Sentenza 10 luglio 1974 n. 226
Sentenza 10 luglio 1974, n. 226 (Gazzetta ufficiale 17 luglio 1974, n. 187); Pres. BONIFACIO P., Rel. A. DE MARCO, imp. Sacchi; interv. Pres. Cons. ministri (Avv. dello Stato SAVARESE).
Radiotelevisione e servizi radioelettrici – Servizi di televisione via cavo – Questione fondata di costituzionalità (Costituzione, art. 21, 41, 43; d. pres. 29 marzo 1973 n. 156, approvazione del testo unico delle disposizioni legislative in materia postale, di bancoposta e di telecomunicazioni, art. 1, 183, 195).
La Corte, ecc. – 1. – Il d. pres. 29 marzo 1973 n. 156 (che ha approvato il “t. u. della disposizioni legislative in materia postale, di bancoposta e di telecomunicazioni”), all’art. 1, nell’elencare i servizi che appartengono in esclusiva allo Stato, unifica nella sola voce “telecomunicazioni” tutti i mezzi di comunicazione a distanza che nel precedente testo unico, approvato con r. d. 27 febbraio 1936 n. 645, erano specificamente elencati in mezzi telegrafici, telefonici, radioelettrici ed ottici.

(COSA FARE):
Per favore, riscrivi il passo della sentenza che parte dalle parole "Radiotelevisione e servizi" e termina dopo "1, 183, 195).", sostituendo "via cavo" con "via satellite". Le righe qui sotto sono materiale a sé, distinto dalla sentenza.

Dati di origine:

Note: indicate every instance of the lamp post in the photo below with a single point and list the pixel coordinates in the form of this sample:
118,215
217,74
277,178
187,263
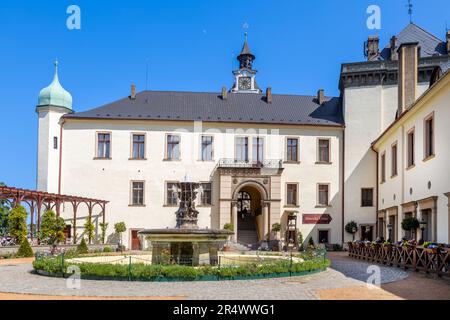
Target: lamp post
423,226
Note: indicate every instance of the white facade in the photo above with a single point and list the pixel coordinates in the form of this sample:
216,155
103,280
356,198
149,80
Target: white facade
110,179
423,187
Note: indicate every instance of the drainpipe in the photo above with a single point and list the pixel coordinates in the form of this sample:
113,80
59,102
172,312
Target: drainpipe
60,154
376,192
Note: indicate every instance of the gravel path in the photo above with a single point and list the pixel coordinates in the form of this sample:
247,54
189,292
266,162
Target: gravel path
18,278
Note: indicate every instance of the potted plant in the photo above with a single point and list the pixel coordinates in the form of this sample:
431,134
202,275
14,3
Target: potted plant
431,247
229,227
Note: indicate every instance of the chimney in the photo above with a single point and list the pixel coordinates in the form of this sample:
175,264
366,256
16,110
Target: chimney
133,92
393,45
372,47
224,93
269,95
320,96
408,56
448,41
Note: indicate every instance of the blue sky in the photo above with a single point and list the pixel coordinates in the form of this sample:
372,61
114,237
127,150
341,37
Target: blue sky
190,46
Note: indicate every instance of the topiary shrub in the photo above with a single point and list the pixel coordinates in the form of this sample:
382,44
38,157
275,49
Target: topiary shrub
25,250
82,247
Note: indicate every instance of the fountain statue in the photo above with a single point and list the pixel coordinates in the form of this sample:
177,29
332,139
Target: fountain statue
186,244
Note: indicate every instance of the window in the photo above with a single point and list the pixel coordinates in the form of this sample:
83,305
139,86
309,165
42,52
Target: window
173,147
324,236
207,148
429,137
292,150
394,170
367,197
171,194
138,146
104,145
258,150
137,193
241,146
323,195
411,147
206,197
324,150
291,194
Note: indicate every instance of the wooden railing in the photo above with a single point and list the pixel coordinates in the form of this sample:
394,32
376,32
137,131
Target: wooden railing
434,261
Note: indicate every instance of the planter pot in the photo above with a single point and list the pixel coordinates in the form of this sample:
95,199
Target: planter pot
431,250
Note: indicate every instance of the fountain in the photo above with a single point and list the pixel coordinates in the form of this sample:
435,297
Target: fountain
186,244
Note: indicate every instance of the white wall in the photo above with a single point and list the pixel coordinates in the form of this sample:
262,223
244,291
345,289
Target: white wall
48,157
436,170
110,179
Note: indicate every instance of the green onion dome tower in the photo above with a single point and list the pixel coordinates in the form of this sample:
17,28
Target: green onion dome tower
53,103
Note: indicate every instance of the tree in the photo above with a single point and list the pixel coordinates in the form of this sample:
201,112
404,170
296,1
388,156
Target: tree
103,228
52,229
82,247
17,223
89,229
25,250
119,228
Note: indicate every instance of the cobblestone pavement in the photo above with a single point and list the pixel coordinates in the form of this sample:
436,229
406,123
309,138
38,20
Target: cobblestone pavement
342,274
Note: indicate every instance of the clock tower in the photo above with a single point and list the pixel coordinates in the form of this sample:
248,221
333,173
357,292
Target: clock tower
245,76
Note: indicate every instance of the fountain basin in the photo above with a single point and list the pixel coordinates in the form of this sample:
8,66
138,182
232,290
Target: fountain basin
191,247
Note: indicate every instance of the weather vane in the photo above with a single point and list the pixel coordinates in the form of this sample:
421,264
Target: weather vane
410,10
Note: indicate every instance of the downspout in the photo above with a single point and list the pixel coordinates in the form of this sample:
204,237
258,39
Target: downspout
376,191
60,154
343,186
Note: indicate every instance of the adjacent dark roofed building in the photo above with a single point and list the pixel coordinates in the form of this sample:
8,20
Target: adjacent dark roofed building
238,107
429,44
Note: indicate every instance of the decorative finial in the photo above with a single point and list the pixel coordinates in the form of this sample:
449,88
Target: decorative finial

(RISPOSTA):
Radiotelevisione e servizi radioelettrici – Servizi di televisione via satellite – Questione fondata di costituzionalità (Costituzione, art. 21, 41, 43; d. pres. 29 marzo 1973 n. 156, approvazione del testo unico delle disposizioni legislative in materia postale, di bancoposta e di telecomunicazioni, art. 1, 183, 195).